◆ ENTRIES SUPPLIED

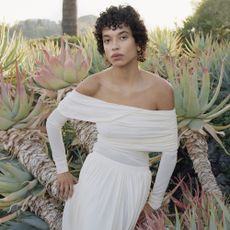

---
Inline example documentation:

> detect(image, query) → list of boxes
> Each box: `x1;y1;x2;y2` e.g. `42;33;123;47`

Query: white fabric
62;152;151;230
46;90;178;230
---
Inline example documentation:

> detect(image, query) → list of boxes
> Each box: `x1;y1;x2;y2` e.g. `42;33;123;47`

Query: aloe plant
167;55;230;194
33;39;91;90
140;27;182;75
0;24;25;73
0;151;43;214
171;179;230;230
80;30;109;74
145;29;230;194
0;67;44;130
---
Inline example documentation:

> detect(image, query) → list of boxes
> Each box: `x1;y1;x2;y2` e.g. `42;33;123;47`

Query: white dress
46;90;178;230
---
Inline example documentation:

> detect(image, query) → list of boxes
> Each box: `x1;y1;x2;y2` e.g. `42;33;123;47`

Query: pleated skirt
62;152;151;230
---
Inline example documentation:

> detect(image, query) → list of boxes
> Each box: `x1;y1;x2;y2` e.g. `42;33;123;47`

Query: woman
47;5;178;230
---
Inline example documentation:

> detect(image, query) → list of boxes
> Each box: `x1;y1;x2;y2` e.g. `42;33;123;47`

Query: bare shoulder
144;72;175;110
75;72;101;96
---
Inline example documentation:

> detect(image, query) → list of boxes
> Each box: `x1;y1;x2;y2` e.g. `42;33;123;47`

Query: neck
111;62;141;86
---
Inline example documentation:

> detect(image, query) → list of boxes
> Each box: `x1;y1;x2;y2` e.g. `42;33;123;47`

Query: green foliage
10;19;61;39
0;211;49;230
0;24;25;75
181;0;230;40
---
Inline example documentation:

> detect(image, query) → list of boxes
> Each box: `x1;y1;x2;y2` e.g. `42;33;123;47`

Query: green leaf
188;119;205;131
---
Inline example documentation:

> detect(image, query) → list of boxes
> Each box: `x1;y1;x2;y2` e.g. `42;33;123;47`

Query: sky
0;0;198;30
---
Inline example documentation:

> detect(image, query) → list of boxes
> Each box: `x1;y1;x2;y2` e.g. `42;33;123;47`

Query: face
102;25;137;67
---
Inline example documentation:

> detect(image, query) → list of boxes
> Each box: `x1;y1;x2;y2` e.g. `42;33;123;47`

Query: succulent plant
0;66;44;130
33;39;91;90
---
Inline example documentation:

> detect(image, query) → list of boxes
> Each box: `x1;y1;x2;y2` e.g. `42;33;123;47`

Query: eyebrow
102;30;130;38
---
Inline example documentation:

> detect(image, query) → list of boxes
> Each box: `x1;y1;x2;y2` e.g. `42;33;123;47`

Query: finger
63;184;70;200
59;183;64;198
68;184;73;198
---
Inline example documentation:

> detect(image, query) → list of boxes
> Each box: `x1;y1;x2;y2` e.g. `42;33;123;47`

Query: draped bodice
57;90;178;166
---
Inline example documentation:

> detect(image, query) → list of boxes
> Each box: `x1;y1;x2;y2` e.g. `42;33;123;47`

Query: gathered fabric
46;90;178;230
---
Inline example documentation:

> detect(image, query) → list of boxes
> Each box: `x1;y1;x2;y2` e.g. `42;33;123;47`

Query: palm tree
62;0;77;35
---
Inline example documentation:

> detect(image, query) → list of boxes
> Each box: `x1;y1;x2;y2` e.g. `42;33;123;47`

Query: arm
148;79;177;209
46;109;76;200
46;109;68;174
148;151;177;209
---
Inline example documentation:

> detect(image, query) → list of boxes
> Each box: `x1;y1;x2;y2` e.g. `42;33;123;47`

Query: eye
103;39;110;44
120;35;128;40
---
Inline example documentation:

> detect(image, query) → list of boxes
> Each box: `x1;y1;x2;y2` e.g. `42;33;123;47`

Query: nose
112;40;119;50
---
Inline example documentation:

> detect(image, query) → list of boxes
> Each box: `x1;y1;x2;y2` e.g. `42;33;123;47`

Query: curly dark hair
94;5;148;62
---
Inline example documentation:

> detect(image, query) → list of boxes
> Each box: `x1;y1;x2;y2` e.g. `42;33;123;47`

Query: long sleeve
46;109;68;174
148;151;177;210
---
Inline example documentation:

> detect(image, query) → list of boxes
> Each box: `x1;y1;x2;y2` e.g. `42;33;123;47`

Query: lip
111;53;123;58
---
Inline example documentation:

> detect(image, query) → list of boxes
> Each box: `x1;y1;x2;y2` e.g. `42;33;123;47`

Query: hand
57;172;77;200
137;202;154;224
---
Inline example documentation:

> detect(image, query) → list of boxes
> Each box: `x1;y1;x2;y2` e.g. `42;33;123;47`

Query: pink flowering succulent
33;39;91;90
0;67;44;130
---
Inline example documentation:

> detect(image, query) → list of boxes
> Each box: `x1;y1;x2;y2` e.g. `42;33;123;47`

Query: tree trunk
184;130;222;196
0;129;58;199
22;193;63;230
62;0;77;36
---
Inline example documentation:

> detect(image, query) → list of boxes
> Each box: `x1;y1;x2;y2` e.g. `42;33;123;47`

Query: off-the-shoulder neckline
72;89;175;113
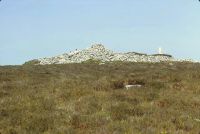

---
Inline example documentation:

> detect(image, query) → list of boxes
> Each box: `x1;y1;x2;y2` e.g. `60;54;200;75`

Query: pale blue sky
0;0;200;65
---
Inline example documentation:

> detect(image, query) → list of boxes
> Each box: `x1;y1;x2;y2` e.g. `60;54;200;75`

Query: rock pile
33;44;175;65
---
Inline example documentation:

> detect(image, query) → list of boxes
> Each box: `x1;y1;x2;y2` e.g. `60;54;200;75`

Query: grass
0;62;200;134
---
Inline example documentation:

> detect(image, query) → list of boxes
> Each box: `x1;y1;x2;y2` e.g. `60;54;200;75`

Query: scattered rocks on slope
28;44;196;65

==

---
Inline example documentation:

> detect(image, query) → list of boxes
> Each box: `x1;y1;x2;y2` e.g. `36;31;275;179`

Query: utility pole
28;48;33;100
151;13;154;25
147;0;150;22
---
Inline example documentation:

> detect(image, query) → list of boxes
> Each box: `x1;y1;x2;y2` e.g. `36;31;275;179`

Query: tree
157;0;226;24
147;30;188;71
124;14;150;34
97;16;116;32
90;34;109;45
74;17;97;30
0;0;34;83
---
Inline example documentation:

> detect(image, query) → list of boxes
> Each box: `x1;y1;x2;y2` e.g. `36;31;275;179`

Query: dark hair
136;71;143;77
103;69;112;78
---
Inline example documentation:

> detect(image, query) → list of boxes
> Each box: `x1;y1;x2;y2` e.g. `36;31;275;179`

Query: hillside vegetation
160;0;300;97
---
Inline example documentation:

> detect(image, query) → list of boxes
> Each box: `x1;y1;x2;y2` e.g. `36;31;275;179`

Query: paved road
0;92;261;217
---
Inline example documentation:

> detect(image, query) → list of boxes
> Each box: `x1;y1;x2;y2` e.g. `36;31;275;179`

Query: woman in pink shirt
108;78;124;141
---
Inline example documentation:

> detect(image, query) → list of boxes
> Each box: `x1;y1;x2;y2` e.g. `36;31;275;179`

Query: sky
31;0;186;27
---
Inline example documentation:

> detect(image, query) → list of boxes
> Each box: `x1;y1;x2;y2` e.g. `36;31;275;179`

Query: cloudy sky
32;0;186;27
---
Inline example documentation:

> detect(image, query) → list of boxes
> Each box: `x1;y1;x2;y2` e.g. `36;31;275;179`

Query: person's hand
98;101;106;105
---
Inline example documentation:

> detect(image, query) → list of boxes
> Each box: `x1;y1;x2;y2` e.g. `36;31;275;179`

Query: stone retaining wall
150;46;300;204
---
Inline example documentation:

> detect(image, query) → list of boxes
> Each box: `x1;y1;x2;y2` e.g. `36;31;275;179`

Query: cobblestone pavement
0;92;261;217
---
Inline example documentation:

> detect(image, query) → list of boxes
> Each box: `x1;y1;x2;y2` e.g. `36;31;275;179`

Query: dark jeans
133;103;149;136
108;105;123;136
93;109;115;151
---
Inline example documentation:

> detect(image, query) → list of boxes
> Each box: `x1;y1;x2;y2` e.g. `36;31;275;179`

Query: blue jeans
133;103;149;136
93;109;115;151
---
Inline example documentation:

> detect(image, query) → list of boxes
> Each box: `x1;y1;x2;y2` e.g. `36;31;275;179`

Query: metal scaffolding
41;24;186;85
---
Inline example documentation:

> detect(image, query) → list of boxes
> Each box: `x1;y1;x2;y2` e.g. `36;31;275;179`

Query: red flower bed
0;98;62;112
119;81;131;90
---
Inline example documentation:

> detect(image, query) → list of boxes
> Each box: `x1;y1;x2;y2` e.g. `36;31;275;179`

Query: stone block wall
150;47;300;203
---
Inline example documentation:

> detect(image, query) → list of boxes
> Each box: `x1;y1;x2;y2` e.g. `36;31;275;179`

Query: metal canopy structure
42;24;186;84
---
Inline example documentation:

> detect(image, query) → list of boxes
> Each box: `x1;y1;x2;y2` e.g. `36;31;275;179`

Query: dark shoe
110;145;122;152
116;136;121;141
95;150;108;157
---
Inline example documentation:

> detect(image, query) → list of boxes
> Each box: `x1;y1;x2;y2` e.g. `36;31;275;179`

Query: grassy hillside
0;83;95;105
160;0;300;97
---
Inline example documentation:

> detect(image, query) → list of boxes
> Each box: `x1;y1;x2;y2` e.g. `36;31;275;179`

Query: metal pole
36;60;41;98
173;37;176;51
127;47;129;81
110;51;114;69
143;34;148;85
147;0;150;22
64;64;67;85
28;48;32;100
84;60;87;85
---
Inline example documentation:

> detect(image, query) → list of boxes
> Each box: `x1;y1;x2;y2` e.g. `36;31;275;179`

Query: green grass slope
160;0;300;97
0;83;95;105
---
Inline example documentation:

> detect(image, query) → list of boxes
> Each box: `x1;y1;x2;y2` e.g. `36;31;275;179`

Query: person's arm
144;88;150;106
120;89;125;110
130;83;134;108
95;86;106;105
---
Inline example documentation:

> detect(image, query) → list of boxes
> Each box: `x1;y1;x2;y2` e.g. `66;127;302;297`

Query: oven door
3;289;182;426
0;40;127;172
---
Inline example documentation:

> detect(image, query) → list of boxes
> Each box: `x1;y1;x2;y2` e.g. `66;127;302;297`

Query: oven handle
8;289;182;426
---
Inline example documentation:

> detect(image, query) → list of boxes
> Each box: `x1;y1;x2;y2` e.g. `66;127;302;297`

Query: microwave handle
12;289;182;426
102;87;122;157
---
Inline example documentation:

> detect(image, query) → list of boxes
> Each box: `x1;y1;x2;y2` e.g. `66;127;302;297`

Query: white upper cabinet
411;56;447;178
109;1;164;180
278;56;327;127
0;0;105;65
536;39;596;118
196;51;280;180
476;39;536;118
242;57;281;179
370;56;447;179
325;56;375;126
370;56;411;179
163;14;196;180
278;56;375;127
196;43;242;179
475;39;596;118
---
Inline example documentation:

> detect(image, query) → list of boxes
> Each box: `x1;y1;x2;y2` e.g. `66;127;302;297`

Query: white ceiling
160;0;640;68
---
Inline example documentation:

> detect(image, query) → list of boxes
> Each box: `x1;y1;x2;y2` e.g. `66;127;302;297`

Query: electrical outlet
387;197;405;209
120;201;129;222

◆ DESCRIPTION OF THE TASK
How many lines in the data above contain the string "succulent" with the same capitalization? Reply with the number only.

◆ RESPONSE
2